> _WORK ITEM_:
Retype every entry precisely and keep each line whole.

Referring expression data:
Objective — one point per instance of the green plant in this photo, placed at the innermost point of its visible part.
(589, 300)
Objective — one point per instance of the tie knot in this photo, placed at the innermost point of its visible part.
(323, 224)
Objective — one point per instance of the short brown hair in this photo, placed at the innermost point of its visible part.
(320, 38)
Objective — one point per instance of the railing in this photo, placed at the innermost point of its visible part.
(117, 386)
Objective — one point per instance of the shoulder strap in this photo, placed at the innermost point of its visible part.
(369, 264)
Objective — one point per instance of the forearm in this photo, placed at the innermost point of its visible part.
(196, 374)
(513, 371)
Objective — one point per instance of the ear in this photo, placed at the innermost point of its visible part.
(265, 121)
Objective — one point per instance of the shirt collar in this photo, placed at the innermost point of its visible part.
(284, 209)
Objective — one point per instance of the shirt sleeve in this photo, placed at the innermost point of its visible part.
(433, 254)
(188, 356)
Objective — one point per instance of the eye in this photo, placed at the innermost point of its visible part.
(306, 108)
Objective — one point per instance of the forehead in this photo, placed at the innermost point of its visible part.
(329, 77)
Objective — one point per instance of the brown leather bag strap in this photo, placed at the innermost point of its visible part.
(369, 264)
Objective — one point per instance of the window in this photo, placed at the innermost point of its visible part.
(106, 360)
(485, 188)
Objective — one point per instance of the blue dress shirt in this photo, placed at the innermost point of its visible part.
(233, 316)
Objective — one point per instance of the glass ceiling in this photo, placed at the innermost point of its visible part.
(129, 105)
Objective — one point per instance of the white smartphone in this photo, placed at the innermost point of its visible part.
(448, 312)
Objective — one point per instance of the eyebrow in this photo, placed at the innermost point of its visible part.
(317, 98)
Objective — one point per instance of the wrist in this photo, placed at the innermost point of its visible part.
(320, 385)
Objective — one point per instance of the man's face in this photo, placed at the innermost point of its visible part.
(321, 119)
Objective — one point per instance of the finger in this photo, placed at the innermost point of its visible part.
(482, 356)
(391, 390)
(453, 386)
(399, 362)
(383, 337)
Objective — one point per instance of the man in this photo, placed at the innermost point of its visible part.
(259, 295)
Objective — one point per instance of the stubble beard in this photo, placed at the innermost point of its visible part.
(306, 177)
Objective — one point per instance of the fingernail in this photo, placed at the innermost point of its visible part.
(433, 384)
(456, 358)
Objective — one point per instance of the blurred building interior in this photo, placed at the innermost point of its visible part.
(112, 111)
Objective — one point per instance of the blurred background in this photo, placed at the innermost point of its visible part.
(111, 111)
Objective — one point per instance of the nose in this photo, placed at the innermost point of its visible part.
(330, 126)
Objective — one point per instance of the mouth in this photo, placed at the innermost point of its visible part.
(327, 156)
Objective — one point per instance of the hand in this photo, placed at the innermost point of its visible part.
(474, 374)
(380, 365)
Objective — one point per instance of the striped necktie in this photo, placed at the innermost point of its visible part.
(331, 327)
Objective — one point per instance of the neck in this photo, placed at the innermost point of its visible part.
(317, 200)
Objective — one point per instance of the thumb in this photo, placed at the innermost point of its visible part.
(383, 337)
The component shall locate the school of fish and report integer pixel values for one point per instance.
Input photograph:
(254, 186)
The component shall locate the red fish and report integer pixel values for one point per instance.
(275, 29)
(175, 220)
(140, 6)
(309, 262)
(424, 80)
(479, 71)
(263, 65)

> _EXPECTED ANSWER_:
Objective — one point per instance of the green plant in this photo, placed at the innermost point of its visible part.
(589, 300)
Objective — one point per instance of the tie knot in this photo, placed at the innermost point of its visible part.
(323, 224)
Objective — one point per instance of the short brown hair in this photo, placed at the innermost point of its visible part.
(320, 38)
Objective — one point per instance of the railing in this photo, placed at the innermost point of its visible part.
(117, 386)
Objective — one point per instance of the shoulder strap in this photo, placed at the innermost point of its visible part.
(369, 264)
Objective — one point per instance of the forearm in this photo, placed at the innermost point of its visible part.
(196, 374)
(513, 371)
Objective — one point per instance of the ear in this photo, placed at the innermost point of its visible part.
(265, 121)
Objective — one point per instance of the shirt collar in this photo, placed at the innermost point of its visible part.
(284, 209)
Objective — one point per instance of the shirt sleeve in this photo, placed at the innermost point of its visible part.
(433, 254)
(188, 356)
Objective — one point per instance of the eye in this photo, placed at the innermost point of its visible part.
(306, 108)
Objective — one point per instance of the forehead in this photo, placed at the innermost point of its visible part.
(329, 77)
Objective — one point per instance of the brown leather bag strap in this photo, placed at the innermost point of its visible part.
(369, 264)
Objective — one point per instance of the window in this photo, placed at the innermost point of its visible part.
(106, 360)
(485, 188)
Objective — one point per instance of the blue dress shirt in this photo, placed at the innermost point of its visible part.
(233, 316)
Objective — one point per instance of the glass ceiling in this photo, placed at the innermost point of its visible part.
(129, 105)
Objective — one point per instance of the white smartphone in this photo, placed at the innermost point of its visible part.
(448, 312)
Objective — one point per instance of the eyebrow in this photo, placed at the innermost point of its visible part.
(317, 98)
Objective — one point per instance of the wrist in this photo, placed at the innermost point of its visible part.
(320, 385)
Objective — one point per instance of the man's face in this photo, placed at the innermost point of its visible part.
(321, 119)
Objective — one point per instance of the finger in this photo, placed at the innermost point of its visible part.
(482, 356)
(391, 390)
(453, 386)
(399, 362)
(383, 337)
Objective — one point per instance of the man in this photo, placed at the innermost point of its visible part.
(259, 295)
Objective — one point per instance of the stubble beard in this photo, placed at the innermost point of its visible part.
(306, 177)
Objective — one point per instance of the fingernail in this photo, placed at the innermost point of its visible part.
(433, 384)
(456, 358)
Objective — one point per instance of the blurred building interior in this photo, placed at the innermost point of its visible part.
(112, 111)
Objective — one point per instance of the blurred background in this photo, placed at the innermost point of its visible part.
(111, 111)
Objective — one point per instance of the nose in this photo, placed at the innermost point of its visible part.
(330, 126)
Objective — one point per instance of the mouth in this photo, placed at the innermost point of its visible part.
(327, 156)
Objective — one point per instance of the hand in this photo, placed at the innermost point of its visible part.
(474, 374)
(380, 365)
Objective — one point per instance of the striped necktie in this photo, placed at the innermost point of its visible part.
(331, 327)
Objective — one point per instance of the neck in this photo, placed at the innermost point of its visible part.
(317, 200)
Objective — one point per instance of the thumb in this photo, placed at the innermost point of its visible part.
(383, 337)
The component shall locate the school of fish and report integer pixel values for one point per instance.
Input photograph:
(254, 186)
The component shall locate the red fish and report integer pixel values for one point per instance.
(275, 29)
(175, 220)
(140, 6)
(309, 262)
(424, 80)
(479, 71)
(263, 65)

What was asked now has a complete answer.